▸ **EXERCISE DESCRIPTION**
Of the lines in the data below, write out exactly those from the one holding "positive clicks: (774, 1020) (259, 674)" through the one holding "positive clicks: (7, 602)", both included.

(DATA SECTION begins)

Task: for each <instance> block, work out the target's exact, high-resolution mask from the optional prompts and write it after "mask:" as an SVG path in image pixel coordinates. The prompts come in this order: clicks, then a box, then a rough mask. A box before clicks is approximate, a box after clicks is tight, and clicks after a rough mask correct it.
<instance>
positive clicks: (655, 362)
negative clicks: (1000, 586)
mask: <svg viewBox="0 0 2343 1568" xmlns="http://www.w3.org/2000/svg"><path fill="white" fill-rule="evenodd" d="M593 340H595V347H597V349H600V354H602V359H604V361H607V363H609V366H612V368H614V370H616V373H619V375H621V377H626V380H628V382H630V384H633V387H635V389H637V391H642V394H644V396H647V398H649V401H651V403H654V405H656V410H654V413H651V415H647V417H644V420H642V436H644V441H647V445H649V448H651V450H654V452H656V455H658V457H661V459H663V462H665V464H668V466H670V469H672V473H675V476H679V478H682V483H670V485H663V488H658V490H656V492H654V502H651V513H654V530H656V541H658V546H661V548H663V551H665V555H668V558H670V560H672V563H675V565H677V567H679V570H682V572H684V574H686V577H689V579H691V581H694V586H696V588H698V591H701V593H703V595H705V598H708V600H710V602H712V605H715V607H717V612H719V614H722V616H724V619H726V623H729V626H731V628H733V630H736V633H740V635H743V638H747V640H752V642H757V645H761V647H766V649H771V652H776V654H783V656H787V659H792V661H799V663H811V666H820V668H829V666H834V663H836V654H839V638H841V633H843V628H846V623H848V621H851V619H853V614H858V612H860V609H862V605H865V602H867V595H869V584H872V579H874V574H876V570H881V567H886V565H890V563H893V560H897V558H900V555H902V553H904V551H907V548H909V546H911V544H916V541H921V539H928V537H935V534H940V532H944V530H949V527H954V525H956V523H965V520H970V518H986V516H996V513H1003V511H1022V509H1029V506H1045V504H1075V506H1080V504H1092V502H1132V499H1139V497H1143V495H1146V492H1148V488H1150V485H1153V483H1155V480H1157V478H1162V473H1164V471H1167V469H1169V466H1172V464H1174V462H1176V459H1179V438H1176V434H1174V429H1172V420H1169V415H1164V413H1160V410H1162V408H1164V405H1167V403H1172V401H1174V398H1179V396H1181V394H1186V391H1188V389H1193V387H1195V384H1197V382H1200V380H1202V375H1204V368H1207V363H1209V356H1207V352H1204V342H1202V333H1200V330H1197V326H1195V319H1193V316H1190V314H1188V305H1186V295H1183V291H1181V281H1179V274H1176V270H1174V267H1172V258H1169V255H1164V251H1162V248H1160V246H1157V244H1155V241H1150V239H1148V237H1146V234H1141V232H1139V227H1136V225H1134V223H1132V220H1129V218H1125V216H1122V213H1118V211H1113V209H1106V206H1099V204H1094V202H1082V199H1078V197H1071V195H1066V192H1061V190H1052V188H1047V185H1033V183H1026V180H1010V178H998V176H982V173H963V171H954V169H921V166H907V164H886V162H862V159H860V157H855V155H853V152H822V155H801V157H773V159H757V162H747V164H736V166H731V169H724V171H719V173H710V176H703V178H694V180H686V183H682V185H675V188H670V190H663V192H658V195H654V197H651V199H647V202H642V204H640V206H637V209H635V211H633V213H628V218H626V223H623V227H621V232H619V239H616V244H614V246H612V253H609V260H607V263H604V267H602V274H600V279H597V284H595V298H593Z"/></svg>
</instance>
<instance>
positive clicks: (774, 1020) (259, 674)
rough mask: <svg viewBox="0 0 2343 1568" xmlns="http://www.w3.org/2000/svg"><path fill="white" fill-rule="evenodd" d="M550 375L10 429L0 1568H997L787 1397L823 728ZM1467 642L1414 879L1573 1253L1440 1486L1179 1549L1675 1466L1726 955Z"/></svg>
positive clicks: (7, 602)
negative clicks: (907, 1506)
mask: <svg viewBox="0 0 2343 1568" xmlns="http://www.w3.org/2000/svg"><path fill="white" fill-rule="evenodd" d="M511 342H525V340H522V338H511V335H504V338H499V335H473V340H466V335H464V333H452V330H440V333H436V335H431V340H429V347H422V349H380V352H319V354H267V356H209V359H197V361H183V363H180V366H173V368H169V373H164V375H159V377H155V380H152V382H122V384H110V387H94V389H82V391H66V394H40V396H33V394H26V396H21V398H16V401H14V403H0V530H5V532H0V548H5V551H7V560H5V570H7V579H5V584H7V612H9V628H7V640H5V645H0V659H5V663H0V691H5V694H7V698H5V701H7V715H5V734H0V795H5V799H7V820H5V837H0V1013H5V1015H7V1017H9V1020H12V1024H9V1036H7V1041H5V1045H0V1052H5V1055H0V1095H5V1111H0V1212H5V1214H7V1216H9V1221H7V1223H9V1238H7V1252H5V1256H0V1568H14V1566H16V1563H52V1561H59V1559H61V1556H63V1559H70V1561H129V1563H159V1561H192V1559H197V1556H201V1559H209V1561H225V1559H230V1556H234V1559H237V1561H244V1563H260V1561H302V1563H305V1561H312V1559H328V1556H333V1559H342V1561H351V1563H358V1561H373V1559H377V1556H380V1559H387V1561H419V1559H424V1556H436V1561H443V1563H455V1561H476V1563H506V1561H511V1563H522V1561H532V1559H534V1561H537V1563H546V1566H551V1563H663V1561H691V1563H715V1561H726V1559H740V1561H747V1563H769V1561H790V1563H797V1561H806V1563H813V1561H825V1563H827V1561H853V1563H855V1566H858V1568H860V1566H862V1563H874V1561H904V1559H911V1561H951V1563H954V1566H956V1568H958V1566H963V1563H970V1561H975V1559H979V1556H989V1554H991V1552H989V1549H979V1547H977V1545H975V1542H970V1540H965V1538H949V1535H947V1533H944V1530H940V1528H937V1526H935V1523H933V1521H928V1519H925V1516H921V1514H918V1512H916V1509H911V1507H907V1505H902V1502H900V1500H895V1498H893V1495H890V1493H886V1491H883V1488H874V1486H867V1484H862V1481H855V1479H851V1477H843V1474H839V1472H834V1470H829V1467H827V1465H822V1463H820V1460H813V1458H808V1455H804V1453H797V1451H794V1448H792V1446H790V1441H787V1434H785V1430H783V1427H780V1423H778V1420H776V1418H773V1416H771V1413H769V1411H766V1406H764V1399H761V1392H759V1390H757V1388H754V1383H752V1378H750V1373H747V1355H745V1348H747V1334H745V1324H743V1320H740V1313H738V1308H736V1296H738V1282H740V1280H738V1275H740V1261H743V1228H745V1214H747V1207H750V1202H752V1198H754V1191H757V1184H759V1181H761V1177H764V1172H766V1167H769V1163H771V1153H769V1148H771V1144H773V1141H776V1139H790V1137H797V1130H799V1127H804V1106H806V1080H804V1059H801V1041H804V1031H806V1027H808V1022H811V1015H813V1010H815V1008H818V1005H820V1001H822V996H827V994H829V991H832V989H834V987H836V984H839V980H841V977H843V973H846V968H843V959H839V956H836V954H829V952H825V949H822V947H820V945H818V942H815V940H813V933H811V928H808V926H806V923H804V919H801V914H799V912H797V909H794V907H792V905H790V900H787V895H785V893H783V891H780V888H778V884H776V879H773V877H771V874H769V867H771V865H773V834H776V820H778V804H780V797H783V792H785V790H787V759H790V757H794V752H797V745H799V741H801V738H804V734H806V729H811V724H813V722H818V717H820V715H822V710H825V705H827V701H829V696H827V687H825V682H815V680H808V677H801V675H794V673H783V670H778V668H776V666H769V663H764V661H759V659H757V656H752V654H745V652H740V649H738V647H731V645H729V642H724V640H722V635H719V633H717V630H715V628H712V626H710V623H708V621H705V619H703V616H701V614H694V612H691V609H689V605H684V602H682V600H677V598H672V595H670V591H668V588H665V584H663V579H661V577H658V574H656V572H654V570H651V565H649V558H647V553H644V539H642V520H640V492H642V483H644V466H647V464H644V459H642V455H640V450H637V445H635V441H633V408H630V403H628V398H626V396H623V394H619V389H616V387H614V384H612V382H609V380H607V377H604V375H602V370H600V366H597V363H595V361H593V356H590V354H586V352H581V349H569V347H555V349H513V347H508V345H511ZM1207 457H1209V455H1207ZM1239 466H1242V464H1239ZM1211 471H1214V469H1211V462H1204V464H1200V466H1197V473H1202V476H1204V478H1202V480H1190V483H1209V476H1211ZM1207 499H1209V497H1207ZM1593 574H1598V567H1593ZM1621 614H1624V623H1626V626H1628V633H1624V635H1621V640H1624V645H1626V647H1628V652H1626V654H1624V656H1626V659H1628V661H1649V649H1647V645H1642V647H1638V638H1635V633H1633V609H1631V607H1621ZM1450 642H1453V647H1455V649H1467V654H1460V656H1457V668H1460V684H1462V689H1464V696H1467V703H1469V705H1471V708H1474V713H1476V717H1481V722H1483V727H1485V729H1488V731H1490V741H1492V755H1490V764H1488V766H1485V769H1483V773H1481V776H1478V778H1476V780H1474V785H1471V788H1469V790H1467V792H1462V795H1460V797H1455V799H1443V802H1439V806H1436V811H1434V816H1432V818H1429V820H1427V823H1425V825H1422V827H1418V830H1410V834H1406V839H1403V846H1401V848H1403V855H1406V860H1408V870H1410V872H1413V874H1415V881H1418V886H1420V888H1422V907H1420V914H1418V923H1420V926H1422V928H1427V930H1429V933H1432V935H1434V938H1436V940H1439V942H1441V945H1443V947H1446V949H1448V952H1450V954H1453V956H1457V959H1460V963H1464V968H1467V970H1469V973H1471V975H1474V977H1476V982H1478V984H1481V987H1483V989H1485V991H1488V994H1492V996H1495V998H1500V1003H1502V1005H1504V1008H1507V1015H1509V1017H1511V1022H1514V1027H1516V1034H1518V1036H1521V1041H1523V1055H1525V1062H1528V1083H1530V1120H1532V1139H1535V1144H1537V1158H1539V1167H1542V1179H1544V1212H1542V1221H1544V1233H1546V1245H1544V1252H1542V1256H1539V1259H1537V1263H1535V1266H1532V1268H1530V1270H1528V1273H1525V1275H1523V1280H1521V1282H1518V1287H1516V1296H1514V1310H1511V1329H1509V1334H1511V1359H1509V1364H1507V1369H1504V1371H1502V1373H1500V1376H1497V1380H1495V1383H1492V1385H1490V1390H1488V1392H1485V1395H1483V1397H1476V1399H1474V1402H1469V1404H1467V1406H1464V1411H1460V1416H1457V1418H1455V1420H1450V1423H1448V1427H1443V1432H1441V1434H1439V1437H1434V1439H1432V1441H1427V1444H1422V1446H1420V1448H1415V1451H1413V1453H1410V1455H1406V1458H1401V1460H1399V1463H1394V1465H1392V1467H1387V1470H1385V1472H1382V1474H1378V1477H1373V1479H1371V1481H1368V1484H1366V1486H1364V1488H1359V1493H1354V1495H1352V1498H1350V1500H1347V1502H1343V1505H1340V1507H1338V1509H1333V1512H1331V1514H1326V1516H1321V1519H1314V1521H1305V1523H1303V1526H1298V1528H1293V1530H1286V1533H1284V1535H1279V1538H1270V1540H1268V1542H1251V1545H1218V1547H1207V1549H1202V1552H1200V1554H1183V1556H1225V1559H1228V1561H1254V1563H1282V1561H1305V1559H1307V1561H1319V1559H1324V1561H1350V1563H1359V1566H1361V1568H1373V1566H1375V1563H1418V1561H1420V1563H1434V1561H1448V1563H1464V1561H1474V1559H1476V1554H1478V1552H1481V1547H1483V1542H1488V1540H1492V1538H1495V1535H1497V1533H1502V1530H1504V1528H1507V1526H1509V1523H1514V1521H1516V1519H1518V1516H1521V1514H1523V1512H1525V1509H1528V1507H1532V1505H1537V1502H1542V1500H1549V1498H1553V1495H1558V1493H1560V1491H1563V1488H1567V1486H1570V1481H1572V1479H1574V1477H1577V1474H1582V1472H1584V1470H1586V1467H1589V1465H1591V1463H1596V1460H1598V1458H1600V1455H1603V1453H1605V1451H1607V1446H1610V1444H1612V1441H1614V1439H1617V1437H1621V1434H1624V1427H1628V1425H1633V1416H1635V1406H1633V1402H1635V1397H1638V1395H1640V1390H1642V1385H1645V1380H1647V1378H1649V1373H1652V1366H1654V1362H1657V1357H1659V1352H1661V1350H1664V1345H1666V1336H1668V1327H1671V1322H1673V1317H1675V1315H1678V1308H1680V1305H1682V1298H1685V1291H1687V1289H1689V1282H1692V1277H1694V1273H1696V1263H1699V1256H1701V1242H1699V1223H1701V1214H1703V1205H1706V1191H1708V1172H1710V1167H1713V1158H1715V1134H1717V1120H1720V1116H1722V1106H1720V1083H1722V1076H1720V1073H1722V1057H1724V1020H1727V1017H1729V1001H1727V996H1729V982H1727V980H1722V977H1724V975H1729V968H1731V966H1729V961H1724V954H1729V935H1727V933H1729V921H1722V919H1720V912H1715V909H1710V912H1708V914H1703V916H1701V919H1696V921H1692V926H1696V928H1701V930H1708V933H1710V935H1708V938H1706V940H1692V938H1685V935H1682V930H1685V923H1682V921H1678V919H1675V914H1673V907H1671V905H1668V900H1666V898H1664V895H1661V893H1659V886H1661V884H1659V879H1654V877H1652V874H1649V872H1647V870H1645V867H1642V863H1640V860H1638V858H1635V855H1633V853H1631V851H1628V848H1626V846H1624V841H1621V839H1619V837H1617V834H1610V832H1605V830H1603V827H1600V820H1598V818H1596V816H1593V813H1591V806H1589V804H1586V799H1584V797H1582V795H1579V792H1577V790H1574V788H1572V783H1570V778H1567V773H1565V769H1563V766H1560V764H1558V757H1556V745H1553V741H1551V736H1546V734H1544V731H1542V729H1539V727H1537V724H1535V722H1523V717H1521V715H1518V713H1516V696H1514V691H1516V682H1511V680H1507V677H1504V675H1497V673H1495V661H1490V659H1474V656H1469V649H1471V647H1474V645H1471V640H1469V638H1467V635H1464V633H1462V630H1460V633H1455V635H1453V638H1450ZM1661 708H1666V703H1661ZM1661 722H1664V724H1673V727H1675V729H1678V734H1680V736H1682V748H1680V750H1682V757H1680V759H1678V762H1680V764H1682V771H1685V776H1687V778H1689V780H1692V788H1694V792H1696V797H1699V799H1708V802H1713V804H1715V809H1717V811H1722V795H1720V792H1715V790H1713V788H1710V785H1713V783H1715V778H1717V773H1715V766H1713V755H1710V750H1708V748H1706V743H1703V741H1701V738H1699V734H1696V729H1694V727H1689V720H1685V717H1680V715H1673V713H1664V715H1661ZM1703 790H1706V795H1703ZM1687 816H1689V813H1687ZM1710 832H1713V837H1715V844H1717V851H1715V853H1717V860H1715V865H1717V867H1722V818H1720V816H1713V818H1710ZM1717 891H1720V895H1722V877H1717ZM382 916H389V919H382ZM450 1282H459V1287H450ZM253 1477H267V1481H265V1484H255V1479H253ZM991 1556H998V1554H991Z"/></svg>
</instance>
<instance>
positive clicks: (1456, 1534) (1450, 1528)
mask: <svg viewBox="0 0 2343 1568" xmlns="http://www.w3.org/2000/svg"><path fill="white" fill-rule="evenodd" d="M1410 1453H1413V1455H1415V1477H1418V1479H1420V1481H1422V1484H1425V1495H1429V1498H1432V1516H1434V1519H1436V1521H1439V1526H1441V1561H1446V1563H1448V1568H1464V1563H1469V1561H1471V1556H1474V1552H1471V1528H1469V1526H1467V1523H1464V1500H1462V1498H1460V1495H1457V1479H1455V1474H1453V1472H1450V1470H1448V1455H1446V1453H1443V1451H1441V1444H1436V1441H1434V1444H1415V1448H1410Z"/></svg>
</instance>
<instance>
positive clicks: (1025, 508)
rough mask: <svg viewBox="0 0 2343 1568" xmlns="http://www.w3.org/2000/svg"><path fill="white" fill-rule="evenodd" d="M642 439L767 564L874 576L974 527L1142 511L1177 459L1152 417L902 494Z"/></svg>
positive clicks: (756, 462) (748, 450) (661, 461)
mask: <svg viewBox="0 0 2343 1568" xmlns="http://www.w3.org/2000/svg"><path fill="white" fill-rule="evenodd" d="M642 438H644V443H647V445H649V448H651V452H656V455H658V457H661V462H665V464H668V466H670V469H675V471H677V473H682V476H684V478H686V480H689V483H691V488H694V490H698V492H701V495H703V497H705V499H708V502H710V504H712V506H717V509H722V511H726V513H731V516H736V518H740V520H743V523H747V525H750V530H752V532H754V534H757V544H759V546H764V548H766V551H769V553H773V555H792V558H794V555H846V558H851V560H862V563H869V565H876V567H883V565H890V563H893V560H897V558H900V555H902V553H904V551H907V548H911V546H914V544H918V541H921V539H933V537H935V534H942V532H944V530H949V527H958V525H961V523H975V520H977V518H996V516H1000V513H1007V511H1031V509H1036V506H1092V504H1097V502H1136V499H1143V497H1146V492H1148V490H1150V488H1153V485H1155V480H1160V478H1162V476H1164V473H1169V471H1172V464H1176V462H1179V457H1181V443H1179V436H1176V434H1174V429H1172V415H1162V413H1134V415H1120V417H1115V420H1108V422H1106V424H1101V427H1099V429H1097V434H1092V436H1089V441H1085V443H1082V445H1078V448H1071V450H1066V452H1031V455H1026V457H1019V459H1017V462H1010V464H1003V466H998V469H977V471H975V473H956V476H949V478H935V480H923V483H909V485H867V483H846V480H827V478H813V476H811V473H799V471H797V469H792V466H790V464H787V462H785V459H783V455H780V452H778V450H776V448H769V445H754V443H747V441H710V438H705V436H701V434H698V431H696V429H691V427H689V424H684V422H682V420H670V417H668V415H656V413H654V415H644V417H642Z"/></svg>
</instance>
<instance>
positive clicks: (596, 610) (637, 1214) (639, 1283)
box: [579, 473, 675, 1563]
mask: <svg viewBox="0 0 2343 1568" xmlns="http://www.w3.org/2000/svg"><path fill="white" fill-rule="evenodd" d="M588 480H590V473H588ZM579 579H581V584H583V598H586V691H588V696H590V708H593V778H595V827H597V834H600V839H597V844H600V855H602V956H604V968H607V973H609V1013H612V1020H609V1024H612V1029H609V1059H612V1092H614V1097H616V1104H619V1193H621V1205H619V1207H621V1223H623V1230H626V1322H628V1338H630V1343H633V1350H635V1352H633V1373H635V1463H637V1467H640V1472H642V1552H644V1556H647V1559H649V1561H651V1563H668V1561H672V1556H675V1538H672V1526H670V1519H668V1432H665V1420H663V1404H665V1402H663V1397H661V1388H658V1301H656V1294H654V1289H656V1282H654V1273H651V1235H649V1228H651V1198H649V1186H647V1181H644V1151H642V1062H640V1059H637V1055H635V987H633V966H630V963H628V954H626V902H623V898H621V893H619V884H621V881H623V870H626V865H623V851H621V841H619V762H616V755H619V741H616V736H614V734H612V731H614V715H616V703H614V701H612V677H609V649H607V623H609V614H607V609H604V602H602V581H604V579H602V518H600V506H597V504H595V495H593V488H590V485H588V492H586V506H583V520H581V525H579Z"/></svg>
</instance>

(DATA SECTION ends)

▸ **RESPONSE FOR THIS EXERCISE**
positive clicks: (774, 1020) (259, 674)
rough mask: <svg viewBox="0 0 2343 1568" xmlns="http://www.w3.org/2000/svg"><path fill="white" fill-rule="evenodd" d="M550 375L10 429L0 1568H997L787 1397L823 728ZM1467 642L1414 879L1573 1253L1440 1486L1179 1549L1675 1466L1726 955Z"/></svg>
positive clicks: (7, 602)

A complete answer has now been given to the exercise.